● **ABOUT THIS TASK**
Below are the records; give again exactly the lines that run from the one with "In this exercise you will mark the bookshelf" through the last line.

● **MATERIAL SHOWN**
-=-=-=-=-

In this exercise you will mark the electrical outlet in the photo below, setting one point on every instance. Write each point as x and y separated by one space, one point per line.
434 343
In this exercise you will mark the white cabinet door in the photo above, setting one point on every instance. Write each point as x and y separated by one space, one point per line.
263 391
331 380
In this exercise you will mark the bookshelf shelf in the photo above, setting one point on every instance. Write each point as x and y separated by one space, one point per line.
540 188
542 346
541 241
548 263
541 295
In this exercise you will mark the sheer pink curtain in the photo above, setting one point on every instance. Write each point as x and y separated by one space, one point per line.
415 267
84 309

-=-=-=-=-

● **EXPECTED OUTPUT**
In this exercise you will mark the bookshelf shelf in the photo above, setting one point on every instance. Write each point as x and y separated by one space, one point per line.
540 188
542 346
541 241
548 263
541 295
In this exercise you will mark the sheer pink curtain in the photo above, setting one point on every instance. Write each point as x and y separated by one space, one point per line.
415 267
84 309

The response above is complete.